### WRITTEN REQUEST A
Do the following statements agree with the rain predictor article? Answer yes or no for each and quote the deciding words of the article exactly.
(i) Switching the LSTM layer to tanh activation improved the failed-prediction measure.
(ii) Leaky ReLU was applied to the synthesis layer by setting its activation to linear and adding a LeakyReLU() layer above it.
(iii) The author ran each experiment a dozen times to gather statistics.

--- begin ARTICLE ---

Building a Rain Predictor. Followup experiments.

The index to the articles in this series is found here.

I ran a few more experiments to try tweaks to the network configuration. I defined a measure of how well the network is performing on failed predictions. Essentially, the more the network was confident in a prediction that was incorrect, the larger the penalty. With a few obvious tweaks, I saw no marked improvement. Now, I didn’t run them a dozen times each to get statistics, but the results for all experiments are in a fairly narrow range anyway, I don’t think I’m going to see much improvement with these approaches.

The first experiment was to turn the activation function on the LSTM layer from ReLU to sigmoid. This is a good thing to try in any case, because ReLU is known to cause bad behaviour on recurrent layers, of which this is one. This didn’t result in any clear improvement on the failed-prediction measure.

Next, I switched the LSTM layer to tanh activation. Still no improvement.

Following this, I changed the activation on the synthesis layer from ReLU to Leaky ReLU. This is done by changing its activation to linear and then adding a LeakyReLU() layer above it. Still no improvement.

The last thing I tried was to make the network deeper, and add a second synthesis layer on top of the first. This also did not improve my measure any.

So, I’m going to leave refinement aside for now, and focus on collecting more training data and writing a little graphical widget that can sit on my desktop and give me a quick at-a-glance status of the network’s predictions. I think I’ll find that useful.

--- end ARTICLE ---

### WRITTEN REQUEST B
Recast the lines of the listing as a JSON list of strings, one per line, with blank lines dropped. Start with the line containing "the white cloud" and go on through the end of the listing, and leave out the pictures.

--- begin DATA ENTRIES ---

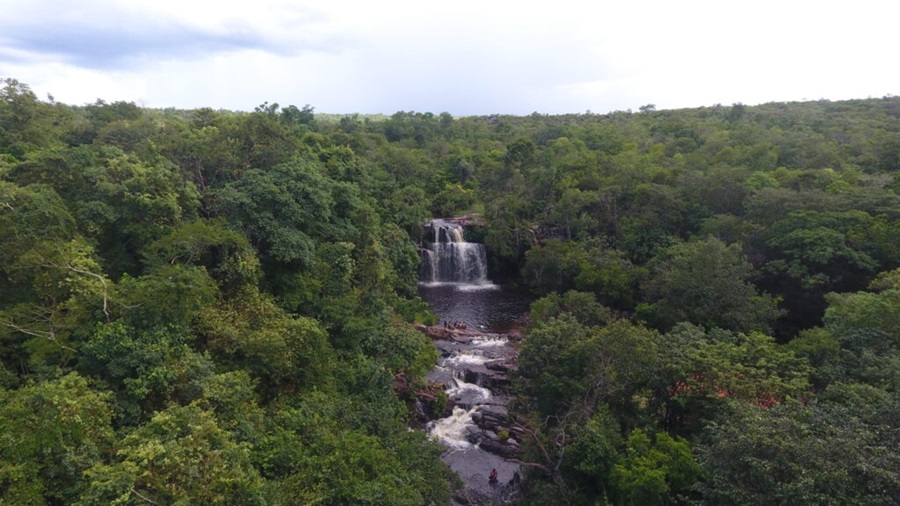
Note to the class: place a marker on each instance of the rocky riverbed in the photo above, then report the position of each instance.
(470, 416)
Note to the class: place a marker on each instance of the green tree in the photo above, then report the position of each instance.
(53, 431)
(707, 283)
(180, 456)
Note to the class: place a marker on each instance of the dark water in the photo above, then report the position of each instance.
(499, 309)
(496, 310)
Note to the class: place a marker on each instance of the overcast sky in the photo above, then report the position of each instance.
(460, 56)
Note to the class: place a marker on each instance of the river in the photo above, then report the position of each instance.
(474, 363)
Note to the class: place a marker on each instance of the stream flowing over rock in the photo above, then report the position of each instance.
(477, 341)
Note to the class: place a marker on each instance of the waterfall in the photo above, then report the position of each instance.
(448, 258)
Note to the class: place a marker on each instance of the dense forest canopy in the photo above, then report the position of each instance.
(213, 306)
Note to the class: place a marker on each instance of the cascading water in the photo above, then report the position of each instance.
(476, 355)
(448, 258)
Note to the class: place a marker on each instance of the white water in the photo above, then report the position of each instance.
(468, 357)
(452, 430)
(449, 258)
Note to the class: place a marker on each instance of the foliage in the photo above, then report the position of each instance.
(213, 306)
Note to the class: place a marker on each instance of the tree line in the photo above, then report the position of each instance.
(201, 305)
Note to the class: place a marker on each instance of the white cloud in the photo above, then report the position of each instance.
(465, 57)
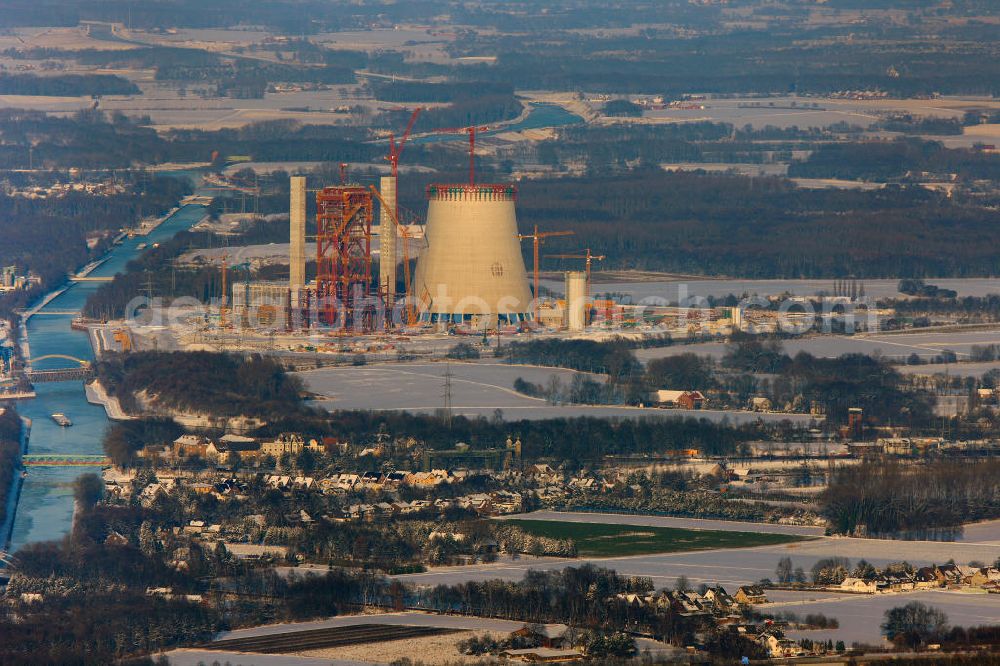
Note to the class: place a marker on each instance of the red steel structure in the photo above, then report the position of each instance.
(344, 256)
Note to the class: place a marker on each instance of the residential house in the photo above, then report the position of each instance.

--- end DATA ENTRIES ---

### EXERCISE ANSWER A
(i) No: "Next, I switched the LSTM layer to tanh activation. Still no improvement."
(ii) Yes: "This is done by changing its activation to linear and then adding a LeakyReLU() layer above it."
(iii) No: "Now, I didn’t run them a dozen times each to get statistics"

### EXERCISE ANSWER B
[
  "Note to the class: place a marker on each instance of the white cloud in the photo above, then report the position of each instance.",
  "(465, 57)",
  "Note to the class: place a marker on each instance of the red steel structure in the photo above, then report the position of each instance.",
  "(344, 256)",
  "Note to the class: place a marker on each instance of the residential house in the photo above, then report the position of each instance."
]